- **Task objective**
Locate every line in the records that contains the string "Please", matching case exactly, and copy each of those lines.

──────── Dataset excerpts

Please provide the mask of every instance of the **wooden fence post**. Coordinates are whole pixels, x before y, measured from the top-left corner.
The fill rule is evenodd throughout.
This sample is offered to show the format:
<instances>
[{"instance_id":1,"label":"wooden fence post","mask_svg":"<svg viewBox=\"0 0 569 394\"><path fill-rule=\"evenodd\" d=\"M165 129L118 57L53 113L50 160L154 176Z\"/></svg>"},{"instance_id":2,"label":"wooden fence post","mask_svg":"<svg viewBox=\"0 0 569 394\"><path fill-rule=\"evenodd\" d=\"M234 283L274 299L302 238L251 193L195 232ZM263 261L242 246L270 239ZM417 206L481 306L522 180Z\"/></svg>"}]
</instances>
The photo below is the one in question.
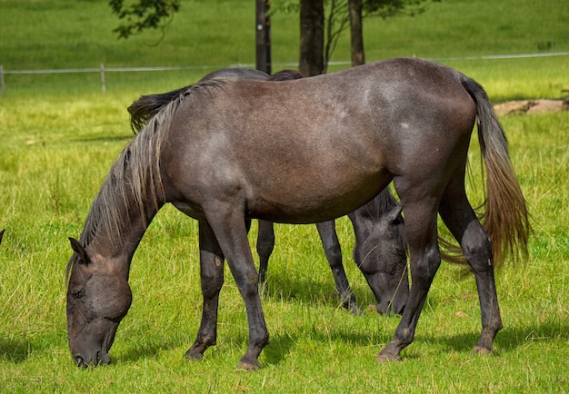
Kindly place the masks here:
<instances>
[{"instance_id":1,"label":"wooden fence post","mask_svg":"<svg viewBox=\"0 0 569 394\"><path fill-rule=\"evenodd\" d=\"M5 95L5 91L4 90L4 65L0 64L0 89L2 89L2 98Z\"/></svg>"},{"instance_id":2,"label":"wooden fence post","mask_svg":"<svg viewBox=\"0 0 569 394\"><path fill-rule=\"evenodd\" d=\"M103 94L106 93L106 83L105 81L105 64L101 64L101 90L103 90Z\"/></svg>"}]
</instances>

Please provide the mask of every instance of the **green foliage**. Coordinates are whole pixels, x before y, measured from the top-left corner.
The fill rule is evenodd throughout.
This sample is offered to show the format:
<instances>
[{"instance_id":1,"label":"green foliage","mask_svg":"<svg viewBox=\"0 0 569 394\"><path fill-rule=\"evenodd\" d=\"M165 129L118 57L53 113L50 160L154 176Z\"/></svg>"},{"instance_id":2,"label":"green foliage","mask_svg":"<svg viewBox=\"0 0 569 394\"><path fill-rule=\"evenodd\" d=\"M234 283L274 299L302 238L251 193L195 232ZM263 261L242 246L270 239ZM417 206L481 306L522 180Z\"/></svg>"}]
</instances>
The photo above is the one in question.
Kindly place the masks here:
<instances>
[{"instance_id":1,"label":"green foliage","mask_svg":"<svg viewBox=\"0 0 569 394\"><path fill-rule=\"evenodd\" d=\"M5 69L91 67L102 61L109 66L199 67L108 73L105 95L98 73L5 75L6 97L0 100L0 230L6 229L0 244L2 392L566 390L567 113L501 118L534 232L528 260L517 266L506 263L496 272L504 329L494 356L469 353L480 331L475 283L459 269L443 264L403 361L375 363L399 319L367 310L373 295L352 262L354 236L343 218L337 226L340 241L352 288L366 309L363 316L351 316L338 306L315 228L278 225L270 288L263 300L271 335L260 359L265 368L255 373L235 370L246 347L247 326L228 271L218 345L203 362L187 362L184 352L197 332L201 312L197 226L167 206L135 255L130 281L135 299L111 350L114 363L88 370L73 366L65 313L67 237L79 235L103 179L132 138L125 108L140 94L177 88L214 68L255 58L253 2L188 0L185 5L164 41L152 47L152 32L117 41L112 33L116 20L106 2L0 2L0 64ZM562 24L567 19L566 4L551 0L547 5L446 0L412 20L376 20L365 25L368 59L414 54L444 57L444 63L482 83L494 101L560 97L560 90L568 87L566 56L449 59L534 52L540 43L569 50L566 24ZM296 58L296 23L295 17L274 18L276 62ZM339 43L338 60L346 56L344 44ZM468 182L474 203L482 195L477 149L474 137ZM255 233L254 226L253 245Z\"/></svg>"},{"instance_id":2,"label":"green foliage","mask_svg":"<svg viewBox=\"0 0 569 394\"><path fill-rule=\"evenodd\" d=\"M113 13L119 19L126 19L125 24L113 30L119 38L128 38L147 29L164 28L165 20L166 24L170 23L179 11L181 0L139 0L130 6L124 3L124 0L109 1Z\"/></svg>"}]
</instances>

────────────────

- **Completed exercise**
Please provide the mask of every instance of the **wooden fence post**. Coordinates are whole pixels, x before y, measured from the top-left corner.
Please provide the mask of every instance of the **green foliage**. Coordinates are whole pixels, x before y, measured from the top-left corner.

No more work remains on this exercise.